* Problem description:
Below are records; state how many of their lines hold the word "coat", and give only the figure.

* Record set:
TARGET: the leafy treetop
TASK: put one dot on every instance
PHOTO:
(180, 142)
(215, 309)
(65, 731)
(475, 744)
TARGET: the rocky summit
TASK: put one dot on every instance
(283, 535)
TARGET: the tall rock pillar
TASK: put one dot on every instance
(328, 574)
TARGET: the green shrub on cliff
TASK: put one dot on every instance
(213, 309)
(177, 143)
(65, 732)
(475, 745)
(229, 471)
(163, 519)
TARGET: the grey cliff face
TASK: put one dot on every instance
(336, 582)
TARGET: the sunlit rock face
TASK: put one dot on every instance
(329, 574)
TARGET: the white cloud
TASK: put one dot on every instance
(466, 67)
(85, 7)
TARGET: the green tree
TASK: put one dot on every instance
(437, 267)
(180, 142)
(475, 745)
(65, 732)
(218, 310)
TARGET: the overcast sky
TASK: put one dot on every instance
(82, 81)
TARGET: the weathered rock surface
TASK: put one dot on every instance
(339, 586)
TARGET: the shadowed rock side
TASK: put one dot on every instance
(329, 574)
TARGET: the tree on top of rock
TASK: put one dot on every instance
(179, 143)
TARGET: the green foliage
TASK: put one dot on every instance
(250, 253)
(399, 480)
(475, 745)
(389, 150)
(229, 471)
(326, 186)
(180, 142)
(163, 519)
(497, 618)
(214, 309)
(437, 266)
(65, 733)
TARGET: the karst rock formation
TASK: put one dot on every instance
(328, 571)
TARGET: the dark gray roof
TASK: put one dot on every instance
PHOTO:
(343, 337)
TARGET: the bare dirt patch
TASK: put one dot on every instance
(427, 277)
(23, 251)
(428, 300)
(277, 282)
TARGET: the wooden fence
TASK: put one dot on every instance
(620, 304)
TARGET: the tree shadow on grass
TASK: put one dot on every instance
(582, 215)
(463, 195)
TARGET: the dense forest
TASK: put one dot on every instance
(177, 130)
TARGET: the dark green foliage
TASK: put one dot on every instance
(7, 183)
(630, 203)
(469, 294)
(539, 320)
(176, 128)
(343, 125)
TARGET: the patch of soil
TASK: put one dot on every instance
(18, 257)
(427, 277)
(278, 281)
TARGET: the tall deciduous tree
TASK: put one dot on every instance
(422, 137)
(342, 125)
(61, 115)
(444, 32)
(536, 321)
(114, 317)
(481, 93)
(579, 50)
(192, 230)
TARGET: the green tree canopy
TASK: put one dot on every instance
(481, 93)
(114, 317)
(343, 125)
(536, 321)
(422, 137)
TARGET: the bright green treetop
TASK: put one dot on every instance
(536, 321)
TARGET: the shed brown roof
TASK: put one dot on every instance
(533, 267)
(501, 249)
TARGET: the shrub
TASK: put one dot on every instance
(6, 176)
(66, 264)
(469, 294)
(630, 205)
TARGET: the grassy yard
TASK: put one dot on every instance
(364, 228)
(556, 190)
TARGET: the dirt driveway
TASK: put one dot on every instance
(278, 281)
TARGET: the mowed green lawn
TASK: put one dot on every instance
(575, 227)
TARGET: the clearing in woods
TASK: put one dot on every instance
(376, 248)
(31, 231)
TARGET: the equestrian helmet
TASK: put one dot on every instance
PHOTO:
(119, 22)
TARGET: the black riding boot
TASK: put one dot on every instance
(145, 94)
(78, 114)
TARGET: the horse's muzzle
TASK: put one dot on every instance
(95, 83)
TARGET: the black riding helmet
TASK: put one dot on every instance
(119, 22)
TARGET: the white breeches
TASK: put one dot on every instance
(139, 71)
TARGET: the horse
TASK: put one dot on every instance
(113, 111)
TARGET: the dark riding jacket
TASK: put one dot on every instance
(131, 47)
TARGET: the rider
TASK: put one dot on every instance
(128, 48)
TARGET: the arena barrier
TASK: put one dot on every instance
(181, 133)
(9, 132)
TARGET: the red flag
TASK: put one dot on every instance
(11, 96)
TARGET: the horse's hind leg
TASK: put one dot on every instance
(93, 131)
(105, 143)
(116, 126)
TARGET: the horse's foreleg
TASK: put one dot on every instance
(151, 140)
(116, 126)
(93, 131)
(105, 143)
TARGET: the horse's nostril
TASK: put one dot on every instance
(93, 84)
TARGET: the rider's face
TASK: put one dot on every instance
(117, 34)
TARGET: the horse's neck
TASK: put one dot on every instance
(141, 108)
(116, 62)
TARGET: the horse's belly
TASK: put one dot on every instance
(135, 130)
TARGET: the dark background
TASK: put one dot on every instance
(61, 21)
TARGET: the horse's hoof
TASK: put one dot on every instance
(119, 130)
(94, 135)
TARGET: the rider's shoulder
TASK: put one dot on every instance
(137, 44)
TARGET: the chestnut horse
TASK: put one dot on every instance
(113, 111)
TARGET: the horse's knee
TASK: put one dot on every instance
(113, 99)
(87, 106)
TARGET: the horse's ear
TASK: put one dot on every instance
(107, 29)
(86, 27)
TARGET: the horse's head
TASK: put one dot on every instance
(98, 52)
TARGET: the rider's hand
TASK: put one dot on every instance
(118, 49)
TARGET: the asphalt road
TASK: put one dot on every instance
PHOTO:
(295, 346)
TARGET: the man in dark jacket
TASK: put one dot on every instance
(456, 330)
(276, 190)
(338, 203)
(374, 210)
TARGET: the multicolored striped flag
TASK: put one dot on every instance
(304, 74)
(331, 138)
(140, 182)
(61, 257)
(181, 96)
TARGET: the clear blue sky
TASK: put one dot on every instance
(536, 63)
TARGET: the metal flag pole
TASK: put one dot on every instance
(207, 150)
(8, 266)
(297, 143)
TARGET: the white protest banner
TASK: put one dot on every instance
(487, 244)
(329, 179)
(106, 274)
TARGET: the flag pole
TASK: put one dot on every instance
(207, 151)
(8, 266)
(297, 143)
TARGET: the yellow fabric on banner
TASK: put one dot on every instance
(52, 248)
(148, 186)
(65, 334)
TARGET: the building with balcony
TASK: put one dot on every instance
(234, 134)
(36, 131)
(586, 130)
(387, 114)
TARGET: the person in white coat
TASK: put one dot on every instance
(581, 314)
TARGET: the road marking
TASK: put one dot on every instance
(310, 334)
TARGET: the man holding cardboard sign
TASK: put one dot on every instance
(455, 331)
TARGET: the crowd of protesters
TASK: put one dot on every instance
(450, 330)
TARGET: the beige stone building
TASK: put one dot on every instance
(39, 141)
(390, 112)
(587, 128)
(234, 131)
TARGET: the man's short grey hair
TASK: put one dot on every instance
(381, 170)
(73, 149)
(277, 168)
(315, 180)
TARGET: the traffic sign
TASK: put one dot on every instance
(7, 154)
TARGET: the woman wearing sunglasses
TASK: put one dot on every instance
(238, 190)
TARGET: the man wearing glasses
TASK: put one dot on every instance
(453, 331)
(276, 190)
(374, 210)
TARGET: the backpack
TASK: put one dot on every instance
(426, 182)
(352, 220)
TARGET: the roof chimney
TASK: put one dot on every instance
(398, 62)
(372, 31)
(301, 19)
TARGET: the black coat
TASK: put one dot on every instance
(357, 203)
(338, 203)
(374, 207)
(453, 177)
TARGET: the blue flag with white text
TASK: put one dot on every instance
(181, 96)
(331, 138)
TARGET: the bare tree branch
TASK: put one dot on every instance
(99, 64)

* Finished task:
2